***** Available records *****
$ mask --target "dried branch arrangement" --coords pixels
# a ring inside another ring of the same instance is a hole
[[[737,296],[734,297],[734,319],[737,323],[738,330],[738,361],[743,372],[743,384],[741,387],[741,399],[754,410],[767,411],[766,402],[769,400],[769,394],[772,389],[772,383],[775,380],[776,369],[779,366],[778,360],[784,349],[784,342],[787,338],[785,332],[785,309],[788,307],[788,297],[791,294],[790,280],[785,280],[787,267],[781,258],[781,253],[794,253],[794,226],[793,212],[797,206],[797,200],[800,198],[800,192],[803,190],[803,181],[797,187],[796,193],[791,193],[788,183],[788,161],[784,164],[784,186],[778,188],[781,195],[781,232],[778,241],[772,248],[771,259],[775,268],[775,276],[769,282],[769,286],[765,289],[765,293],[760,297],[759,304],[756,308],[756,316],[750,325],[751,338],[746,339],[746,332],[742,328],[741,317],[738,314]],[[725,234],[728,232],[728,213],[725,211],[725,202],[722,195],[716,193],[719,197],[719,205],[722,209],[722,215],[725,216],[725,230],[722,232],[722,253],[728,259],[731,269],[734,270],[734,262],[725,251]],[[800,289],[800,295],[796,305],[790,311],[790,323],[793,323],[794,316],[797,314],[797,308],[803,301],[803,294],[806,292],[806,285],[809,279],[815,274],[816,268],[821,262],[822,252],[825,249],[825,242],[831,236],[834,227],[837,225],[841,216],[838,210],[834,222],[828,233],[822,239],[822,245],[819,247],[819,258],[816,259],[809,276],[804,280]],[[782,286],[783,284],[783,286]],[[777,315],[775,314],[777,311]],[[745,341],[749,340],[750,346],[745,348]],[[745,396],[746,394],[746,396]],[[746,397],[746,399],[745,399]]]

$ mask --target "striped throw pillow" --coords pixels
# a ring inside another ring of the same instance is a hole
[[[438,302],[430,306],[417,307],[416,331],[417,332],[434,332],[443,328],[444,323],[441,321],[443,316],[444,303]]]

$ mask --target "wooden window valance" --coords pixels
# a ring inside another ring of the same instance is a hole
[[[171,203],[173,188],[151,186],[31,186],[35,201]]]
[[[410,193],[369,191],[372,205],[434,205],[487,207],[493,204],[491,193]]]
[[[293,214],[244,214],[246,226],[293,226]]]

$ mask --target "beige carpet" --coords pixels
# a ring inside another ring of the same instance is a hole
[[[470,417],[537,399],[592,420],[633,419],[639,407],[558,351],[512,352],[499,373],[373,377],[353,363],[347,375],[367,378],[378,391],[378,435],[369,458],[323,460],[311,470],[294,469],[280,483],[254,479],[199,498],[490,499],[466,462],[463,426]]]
*****
* _Your instructions_
Line by line, reproduce the data exactly as given.

* _Finished task_
$ mask --target "dried branch arrangement" --coords pixels
# a ring inside another ring of the same instance is a hole
[[[737,296],[734,297],[734,319],[737,323],[738,330],[738,361],[743,372],[743,384],[741,387],[741,399],[754,410],[767,411],[766,402],[769,400],[769,394],[772,389],[772,383],[775,380],[776,369],[779,366],[778,360],[784,349],[784,342],[787,338],[785,332],[785,309],[788,307],[788,297],[791,294],[790,280],[785,280],[787,267],[781,258],[781,253],[794,253],[794,226],[793,212],[797,206],[797,200],[800,198],[800,192],[803,190],[803,181],[797,187],[796,193],[791,193],[788,183],[788,161],[784,164],[784,186],[778,188],[781,195],[781,232],[778,241],[772,248],[771,259],[775,268],[775,276],[769,282],[769,286],[765,289],[765,293],[760,297],[759,304],[756,308],[756,316],[750,325],[751,338],[746,339],[746,332],[742,328],[741,317],[738,314]],[[725,234],[728,232],[728,213],[725,211],[725,202],[722,195],[716,193],[719,197],[719,205],[722,209],[722,215],[725,216],[725,230],[722,232],[722,253],[728,259],[731,269],[734,270],[734,262],[725,251]],[[800,289],[800,295],[796,305],[790,311],[790,323],[793,323],[794,316],[797,314],[797,308],[803,301],[803,294],[806,292],[806,285],[809,279],[815,274],[816,268],[821,262],[822,252],[825,249],[825,242],[831,236],[834,227],[837,225],[841,216],[838,210],[834,222],[828,233],[822,239],[822,245],[819,247],[819,258],[816,259],[809,276],[804,280]],[[782,286],[783,284],[783,286]],[[777,315],[775,314],[777,311]],[[745,341],[749,340],[750,346],[745,348]],[[745,396],[746,394],[746,396]],[[746,397],[746,399],[745,399]]]

$ mask --target "striped throw pillow" --coords pixels
# a ring inside another ring of the same instance is a hole
[[[438,302],[430,306],[417,307],[416,331],[417,332],[434,332],[443,328],[444,323],[441,321],[443,316],[444,303]]]

$ mask --target "wooden window valance" --coords pixels
# a ring inside another ring of the same instance is a hole
[[[171,203],[173,188],[151,186],[31,186],[35,201]]]
[[[410,193],[369,191],[372,205],[434,205],[487,207],[493,204],[491,193]]]
[[[293,214],[244,214],[246,226],[293,226]]]

$ mask --target "beige carpet" --coords pixels
# a ring inside another ring of the same instance is a hole
[[[470,417],[537,399],[592,420],[633,419],[639,407],[558,351],[512,352],[499,373],[373,377],[353,363],[347,375],[367,378],[378,391],[378,435],[369,458],[323,460],[311,470],[294,469],[280,483],[254,479],[199,498],[490,499],[466,462],[463,426]]]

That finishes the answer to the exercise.